**Excerpt**

== == ==

A very imaginative playtext/programme, btw – ironically priced at “a lady” and well worth it for a subsequent skim or three.

Not a conventional play, but a very entertaining and thought-provoking hour of theatre. We enjoyed it and would recommend it.

A Lesson From Aloes by Athol Fugard, Finborough Theatre, 1 March 2019

This is a superb production of a terrific play.

I have long been a fan of Athol Fugard’s plays. I started reading them in the mid 1980s when on a play reading spree: The Road To Mecca, Master Harold And the Boys…

…they don’t come around all that often to get sight of them. Yet, like London buses, sometimes two come along at roughly the same time. Next week we’ll go and see another one; Blood Knot at the Orange Tree.

Coincidentally, I have lately been writing up my 1988 theatre visits – which was another period during which two Fugards came along in quick succession – A Place With The Pigs:

…then Hello And Goodbye:

This one, A Lesson From Aloes, was right up there, in my view, as a memorable night of top notch theatre drama.

Janet Suzman has directed a fine cast; Dawid Minnaar, David Rubin and Janine Ulfane, in this wonderfully claustrophobic play, set in the early 1960s, about left-leaning folk in the Eastern Cape having had their lives ruined one way or another by Apartheid.

As is so often the case with Fugard, the political undertones are played out in a drama about family and relationships.

The Finborough is, in my view, an ideal location for this type of play – you can read all about the Finborough production here.

In many ways Janie and I weren’t in the mood for this depth of drama on that Friday evening – we’d both had busier, more tiring weeks than we’d pre-planned – but the sheer quality of the play, performances and staging kept us both gripped throughout.

At the time of writing this production has only just opened and has not yet been formally reviewed, nor is it yet sold out. My advice, if you are reading this in time, is to book early to avoid disappointment. Here’s the link again…

https://finboroughtheatre.co.uk/productions/2019/a-lesson-from-aloes.php

…while here is an interesting rehearsal video from this Finborough production:

Janet Suzman was there on that Friday evening (I think the last preview night) so I was pleased to be able to tell her personally that I thought the production was extremely good.

This link should find reviews of the Finborough production.

Dinner At Spring Restaurant With Bobbie Scully, 28 February 2019

It didn’t occur to me, when I booked Spring Restaurant, that Bobbie and I were meeting on the eve of the start of meteorological spring…

…but with the benefit of hindsight and subsequent thought processes, what a timely and apt choice that was:

Here Comes The Spring

Talking of timely, I thought I had allowed plenty of time to get from the office to Somerset House, where Spring is located, which indeed I had. I arrived at the South-Eastern entrance of that enormous building complex a good few minutes ahead of our 19:30 booking – only to realise that I needed to be several levels up and across to the North-Western side, where the New Wing and Spring are located.

I was still at the restaurant itself within 5 minutes of the appointed time, but, hell’s bells, Bobbie was already there.

== == ==

**Information provided**

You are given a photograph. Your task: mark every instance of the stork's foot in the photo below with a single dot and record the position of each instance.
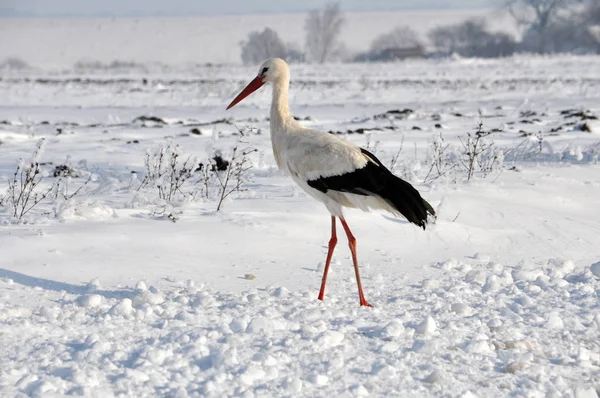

== == ==

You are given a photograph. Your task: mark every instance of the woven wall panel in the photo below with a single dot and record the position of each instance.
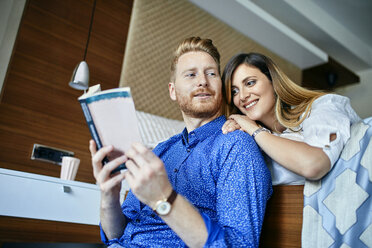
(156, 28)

== == ==

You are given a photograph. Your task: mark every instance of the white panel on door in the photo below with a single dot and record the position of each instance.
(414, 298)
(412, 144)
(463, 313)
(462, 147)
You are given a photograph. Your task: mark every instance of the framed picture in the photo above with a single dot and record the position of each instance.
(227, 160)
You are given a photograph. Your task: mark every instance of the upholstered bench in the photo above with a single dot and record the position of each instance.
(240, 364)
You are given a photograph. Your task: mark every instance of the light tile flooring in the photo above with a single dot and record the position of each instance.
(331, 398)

== == ==

**Things to do**
a) Decide whether each statement below agrees with the blog excerpt above. Answer yes or no for each, and quote the deciding words of the excerpt.
(i) Janet Suzman directed the Finborough production of A Lesson From Aloes.
(ii) A Lesson From Aloes is set in the late 1970s.
(iii) At the time of writing, the production had already been formally reviewed.
b) According to the blog excerpt above, at what time was the dinner booking at Spring Restaurant?

**Written answers**
a)
(i) Yes: "Janet Suzman has directed a fine cast"
(ii) No: "set in the early 1960s"
(iii) No: "has not yet been formally reviewed"

b) 19:30